== Dataset ==
----------------------------------------
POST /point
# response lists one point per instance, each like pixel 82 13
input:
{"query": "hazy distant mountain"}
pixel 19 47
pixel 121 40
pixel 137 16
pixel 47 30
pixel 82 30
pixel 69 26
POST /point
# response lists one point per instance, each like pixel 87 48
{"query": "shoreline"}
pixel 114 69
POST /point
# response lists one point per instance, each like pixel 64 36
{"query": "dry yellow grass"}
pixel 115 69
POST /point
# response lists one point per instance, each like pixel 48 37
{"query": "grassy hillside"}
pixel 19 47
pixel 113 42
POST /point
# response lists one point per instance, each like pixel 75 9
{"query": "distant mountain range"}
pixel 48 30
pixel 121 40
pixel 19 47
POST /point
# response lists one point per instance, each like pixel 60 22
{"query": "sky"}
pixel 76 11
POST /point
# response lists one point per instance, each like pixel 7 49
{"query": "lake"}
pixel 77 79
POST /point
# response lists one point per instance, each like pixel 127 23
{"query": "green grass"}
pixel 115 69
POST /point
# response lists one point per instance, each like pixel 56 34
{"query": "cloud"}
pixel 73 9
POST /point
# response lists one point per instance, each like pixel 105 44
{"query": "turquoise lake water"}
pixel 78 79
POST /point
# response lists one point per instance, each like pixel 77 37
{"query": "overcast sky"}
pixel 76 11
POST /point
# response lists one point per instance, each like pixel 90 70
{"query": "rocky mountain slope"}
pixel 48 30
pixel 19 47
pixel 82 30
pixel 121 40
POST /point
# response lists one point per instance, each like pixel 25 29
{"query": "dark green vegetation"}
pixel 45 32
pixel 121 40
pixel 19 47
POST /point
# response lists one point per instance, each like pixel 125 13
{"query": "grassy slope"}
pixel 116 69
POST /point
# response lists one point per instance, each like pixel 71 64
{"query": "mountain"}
----------------------------------------
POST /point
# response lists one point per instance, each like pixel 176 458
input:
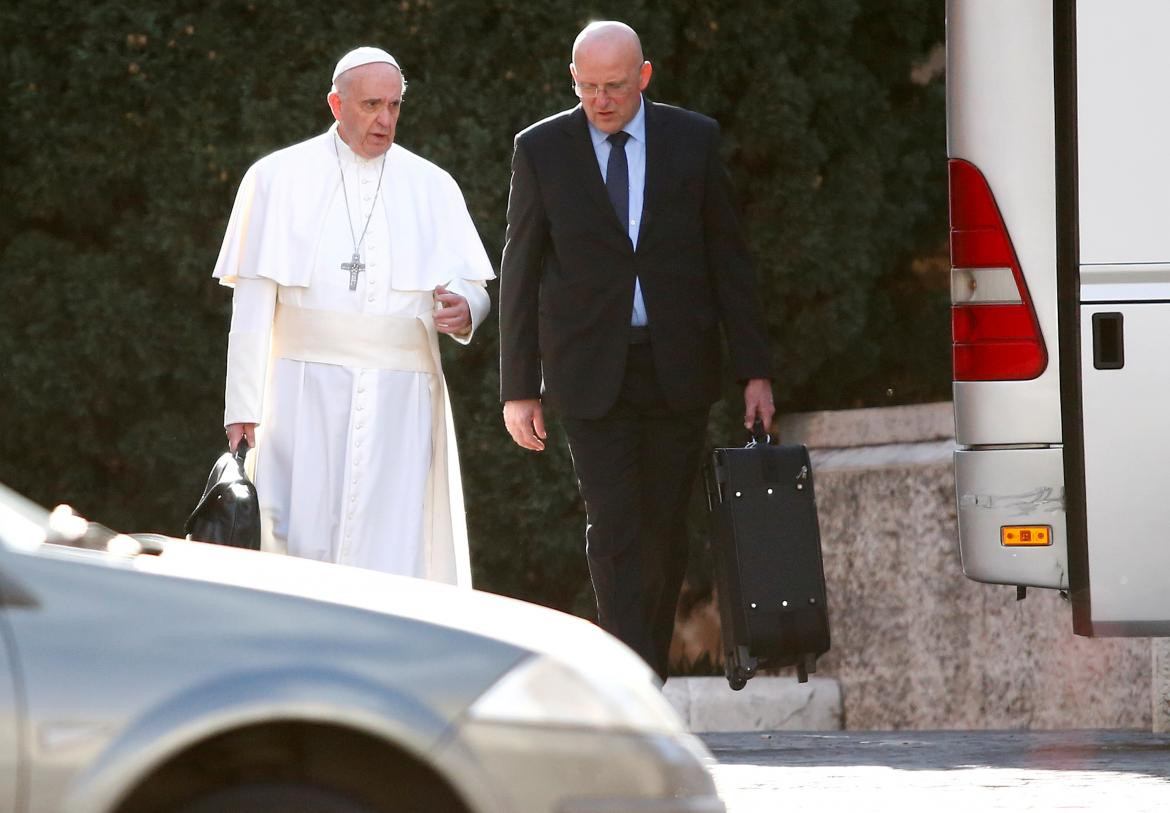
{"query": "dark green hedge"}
----------------------------------------
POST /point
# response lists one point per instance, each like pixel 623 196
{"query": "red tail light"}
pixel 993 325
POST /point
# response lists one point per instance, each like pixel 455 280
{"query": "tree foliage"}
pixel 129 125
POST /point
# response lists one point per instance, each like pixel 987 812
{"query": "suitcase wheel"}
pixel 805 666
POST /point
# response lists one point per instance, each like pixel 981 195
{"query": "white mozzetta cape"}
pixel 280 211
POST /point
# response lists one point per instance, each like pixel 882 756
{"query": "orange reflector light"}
----------------------------------------
== About this task ==
From the records above, retype only the lines starting at the line that contains "# response lists one point per instance, each like pixel 87" and ending at the line that contains "# response lists one point per instance, each like pixel 75", both included.

== Answer section ==
# response lists one point per instance, each like pixel 87 48
{"query": "shoreline"}
pixel 114 69
POST /point
# response lists one point per instance, each like pixel 64 36
{"query": "dry yellow grass"}
pixel 115 69
POST /point
# response lists one point per instance, each like pixel 48 37
{"query": "grassy hillside"}
pixel 19 47
pixel 113 42
POST /point
# response lists one point per instance, each like pixel 75 9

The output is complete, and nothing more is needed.